*AIM OF THE EXERCISE:*
Copy out every line below that contains the string "target", and treat uppercase and lowercase as different.
-- START OF DATASET EXCERPTS --
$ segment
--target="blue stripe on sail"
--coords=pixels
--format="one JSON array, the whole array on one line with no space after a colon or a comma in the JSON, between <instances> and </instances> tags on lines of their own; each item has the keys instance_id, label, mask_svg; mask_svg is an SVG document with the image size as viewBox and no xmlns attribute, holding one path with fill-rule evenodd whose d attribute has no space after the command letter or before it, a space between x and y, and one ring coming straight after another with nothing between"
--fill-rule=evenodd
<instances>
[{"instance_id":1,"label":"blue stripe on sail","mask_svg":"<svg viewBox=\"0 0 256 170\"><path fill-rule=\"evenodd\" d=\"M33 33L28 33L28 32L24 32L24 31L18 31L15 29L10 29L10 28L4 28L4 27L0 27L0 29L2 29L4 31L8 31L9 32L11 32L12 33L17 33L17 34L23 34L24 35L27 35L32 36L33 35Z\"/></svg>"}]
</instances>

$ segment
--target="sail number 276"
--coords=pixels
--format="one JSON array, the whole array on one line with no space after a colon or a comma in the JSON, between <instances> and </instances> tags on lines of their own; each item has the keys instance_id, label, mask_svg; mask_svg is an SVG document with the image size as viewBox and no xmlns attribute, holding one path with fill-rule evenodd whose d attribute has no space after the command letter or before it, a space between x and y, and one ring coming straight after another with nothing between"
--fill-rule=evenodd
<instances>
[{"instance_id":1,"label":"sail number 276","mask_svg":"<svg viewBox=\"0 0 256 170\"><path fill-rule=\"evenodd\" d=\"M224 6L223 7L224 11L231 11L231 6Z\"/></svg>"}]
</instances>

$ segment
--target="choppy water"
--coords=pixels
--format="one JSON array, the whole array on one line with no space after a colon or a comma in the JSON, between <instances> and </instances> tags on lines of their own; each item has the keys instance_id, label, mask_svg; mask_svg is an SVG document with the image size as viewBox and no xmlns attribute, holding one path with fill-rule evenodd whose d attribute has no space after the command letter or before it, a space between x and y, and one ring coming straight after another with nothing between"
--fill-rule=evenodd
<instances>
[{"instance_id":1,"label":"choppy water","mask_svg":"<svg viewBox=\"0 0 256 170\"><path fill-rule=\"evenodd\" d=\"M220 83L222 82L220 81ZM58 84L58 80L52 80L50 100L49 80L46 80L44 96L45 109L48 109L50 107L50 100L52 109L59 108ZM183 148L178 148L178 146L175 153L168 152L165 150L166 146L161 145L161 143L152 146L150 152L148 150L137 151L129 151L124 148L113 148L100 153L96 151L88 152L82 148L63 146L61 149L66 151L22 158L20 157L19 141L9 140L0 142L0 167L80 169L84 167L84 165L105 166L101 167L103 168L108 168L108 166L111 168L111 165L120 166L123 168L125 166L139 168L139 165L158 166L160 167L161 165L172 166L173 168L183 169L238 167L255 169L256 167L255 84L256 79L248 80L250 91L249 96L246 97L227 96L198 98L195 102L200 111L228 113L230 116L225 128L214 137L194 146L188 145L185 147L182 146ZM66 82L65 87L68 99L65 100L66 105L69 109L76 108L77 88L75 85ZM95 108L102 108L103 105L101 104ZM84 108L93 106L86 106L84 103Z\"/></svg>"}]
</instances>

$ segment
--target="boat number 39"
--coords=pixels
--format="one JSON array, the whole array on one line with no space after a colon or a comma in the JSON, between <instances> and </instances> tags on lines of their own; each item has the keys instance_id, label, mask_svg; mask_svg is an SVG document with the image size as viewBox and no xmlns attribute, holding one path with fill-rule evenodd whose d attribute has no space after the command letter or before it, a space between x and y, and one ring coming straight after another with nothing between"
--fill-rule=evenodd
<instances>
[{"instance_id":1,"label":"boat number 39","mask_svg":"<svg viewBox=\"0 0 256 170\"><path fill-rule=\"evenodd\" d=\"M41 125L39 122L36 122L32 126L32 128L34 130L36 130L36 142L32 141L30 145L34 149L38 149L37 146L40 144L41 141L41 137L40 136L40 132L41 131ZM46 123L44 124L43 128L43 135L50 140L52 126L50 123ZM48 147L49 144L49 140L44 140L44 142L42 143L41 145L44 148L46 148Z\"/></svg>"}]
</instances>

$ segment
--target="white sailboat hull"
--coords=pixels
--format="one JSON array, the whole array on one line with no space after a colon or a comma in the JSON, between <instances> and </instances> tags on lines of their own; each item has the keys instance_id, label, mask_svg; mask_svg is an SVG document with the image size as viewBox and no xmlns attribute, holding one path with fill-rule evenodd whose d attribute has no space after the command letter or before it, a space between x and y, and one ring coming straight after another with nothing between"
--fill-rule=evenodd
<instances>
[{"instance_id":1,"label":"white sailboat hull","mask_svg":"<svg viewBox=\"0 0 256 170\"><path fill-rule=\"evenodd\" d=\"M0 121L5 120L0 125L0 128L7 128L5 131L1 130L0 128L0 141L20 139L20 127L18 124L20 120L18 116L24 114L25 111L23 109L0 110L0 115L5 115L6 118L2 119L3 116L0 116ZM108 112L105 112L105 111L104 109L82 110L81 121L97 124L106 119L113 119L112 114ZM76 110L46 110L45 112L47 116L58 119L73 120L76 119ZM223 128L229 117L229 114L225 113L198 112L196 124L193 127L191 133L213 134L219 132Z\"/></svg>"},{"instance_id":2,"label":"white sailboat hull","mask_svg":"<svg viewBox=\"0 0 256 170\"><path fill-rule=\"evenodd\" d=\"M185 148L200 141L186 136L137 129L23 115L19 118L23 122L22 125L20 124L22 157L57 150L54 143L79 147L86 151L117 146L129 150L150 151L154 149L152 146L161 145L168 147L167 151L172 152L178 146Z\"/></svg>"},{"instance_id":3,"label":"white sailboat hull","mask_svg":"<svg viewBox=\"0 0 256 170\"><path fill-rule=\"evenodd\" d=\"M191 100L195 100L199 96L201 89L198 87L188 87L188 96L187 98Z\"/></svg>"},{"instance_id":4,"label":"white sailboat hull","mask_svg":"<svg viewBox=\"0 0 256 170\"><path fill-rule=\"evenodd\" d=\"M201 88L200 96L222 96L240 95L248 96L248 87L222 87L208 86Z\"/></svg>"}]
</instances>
-- END OF DATASET EXCERPTS --
-- START OF DATASET EXCERPTS --
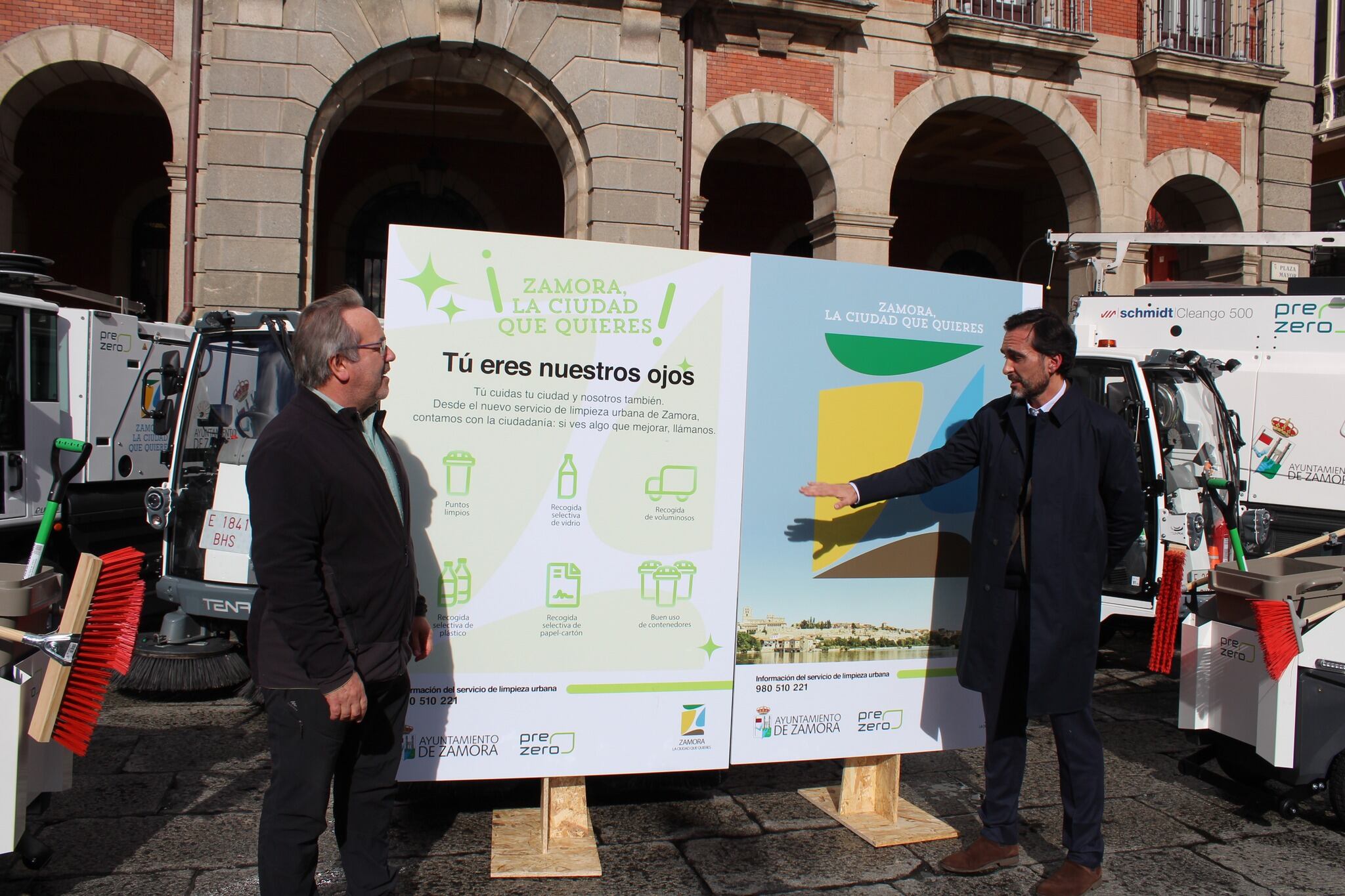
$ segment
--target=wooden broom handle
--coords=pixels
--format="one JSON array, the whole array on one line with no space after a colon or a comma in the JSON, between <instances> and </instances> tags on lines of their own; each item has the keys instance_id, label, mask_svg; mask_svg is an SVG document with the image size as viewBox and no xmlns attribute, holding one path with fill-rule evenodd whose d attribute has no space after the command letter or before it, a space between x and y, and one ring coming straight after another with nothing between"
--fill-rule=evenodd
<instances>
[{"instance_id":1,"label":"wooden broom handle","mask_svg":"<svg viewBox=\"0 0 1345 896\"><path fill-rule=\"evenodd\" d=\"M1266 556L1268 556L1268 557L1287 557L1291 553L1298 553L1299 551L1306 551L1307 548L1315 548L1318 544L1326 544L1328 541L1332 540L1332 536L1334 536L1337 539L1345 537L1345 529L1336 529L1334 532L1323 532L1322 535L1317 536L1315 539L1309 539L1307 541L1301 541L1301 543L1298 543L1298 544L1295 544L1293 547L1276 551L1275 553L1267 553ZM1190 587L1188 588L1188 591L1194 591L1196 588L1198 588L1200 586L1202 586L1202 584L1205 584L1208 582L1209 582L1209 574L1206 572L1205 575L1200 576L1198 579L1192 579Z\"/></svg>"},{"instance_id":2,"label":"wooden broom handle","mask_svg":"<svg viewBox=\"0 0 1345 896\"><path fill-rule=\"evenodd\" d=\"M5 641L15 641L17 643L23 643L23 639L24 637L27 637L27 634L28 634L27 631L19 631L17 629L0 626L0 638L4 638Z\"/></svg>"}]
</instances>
-- END OF DATASET EXCERPTS --
*EXPECTED ANSWER:*
--target="blue stripe on sail"
--target="sail number 276"
--target="choppy water"
--target="boat number 39"
--target="white sailboat hull"
--target=wooden broom handle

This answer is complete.